►

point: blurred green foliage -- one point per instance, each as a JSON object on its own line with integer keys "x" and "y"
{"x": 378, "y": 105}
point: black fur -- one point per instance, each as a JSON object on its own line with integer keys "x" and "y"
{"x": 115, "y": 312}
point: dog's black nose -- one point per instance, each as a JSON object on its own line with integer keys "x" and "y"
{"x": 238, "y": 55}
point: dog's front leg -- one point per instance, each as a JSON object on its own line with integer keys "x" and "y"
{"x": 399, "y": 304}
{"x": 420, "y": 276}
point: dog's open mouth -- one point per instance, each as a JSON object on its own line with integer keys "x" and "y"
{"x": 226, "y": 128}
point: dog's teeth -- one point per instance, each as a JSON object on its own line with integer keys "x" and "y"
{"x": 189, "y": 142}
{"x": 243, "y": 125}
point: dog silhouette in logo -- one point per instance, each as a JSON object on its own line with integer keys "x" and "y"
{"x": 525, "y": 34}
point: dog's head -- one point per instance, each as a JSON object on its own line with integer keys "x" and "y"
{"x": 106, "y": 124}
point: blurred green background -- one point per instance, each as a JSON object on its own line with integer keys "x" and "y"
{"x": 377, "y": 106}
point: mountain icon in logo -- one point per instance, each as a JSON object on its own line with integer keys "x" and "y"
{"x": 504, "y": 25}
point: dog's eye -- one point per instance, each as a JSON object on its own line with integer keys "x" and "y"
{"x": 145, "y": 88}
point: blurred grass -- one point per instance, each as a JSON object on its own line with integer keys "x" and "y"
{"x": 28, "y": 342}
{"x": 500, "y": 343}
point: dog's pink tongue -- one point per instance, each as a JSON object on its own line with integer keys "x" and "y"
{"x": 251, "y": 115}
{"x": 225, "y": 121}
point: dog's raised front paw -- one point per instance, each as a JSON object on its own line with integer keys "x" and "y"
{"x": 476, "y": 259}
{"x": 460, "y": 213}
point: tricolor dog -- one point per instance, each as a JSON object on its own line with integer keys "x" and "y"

◄

▶ _WORK REQUIRED_
Can you change every "blurred" in the records above to "hazy" and write out all the records again with nothing else altered?

▶ _WRITTEN SOLUTION_
point: hazy green foliage -- one point per instance, each as a JSON object on its own line with integer keys "x" and "y"
{"x": 378, "y": 105}
point: black fur -- one point per instance, each as a JSON object on its own line with integer keys "x" and "y"
{"x": 115, "y": 312}
point: dog's black nose -- one point per instance, each as a JSON object on its own line with integer keys "x" and "y"
{"x": 238, "y": 55}
point: dog's front leg -- one point per instance, each as a JSON object on its own line with integer keys "x" and "y"
{"x": 399, "y": 304}
{"x": 420, "y": 276}
point: dog's open mouth -- one point per instance, each as a JSON object on its own line with integer keys "x" and "y"
{"x": 226, "y": 128}
point: dog's teeth -- one point per instance, each as a JSON object on its own line with integer keys "x" and "y"
{"x": 189, "y": 142}
{"x": 243, "y": 125}
point: dog silhouette in logo -- one point per instance, each as a JSON object on its own line with integer keys "x" and "y"
{"x": 525, "y": 34}
point: dog's head -- one point per instance, each as a JSON object on its own line with integer keys "x" and "y"
{"x": 106, "y": 124}
point: hazy green background -- one point per instance, each as a JSON object on its own line with integer keys "x" and "y"
{"x": 377, "y": 106}
point: mountain icon in logo -- one point per instance, each as a JSON object on its own line with integer keys "x" and "y"
{"x": 504, "y": 25}
point: dog's eye -- one point per instance, each as a JSON object on its own line with integer keys "x" and "y"
{"x": 145, "y": 88}
point: hazy grass -- one point per instance, each as a JSON object on its own line with integer keys "x" and "y"
{"x": 28, "y": 342}
{"x": 500, "y": 343}
point: dog's pink tongue -- one point per instance, each as a JSON object on its own line with integer keys "x" and "y"
{"x": 251, "y": 115}
{"x": 225, "y": 121}
point: dog's raised front paw -- one point per instance, each as a JSON object on its own line with integer keys "x" and "y"
{"x": 476, "y": 259}
{"x": 460, "y": 213}
point: tricolor dog -- one point per instance, each as a JSON object on its own line with integer keys "x" and "y"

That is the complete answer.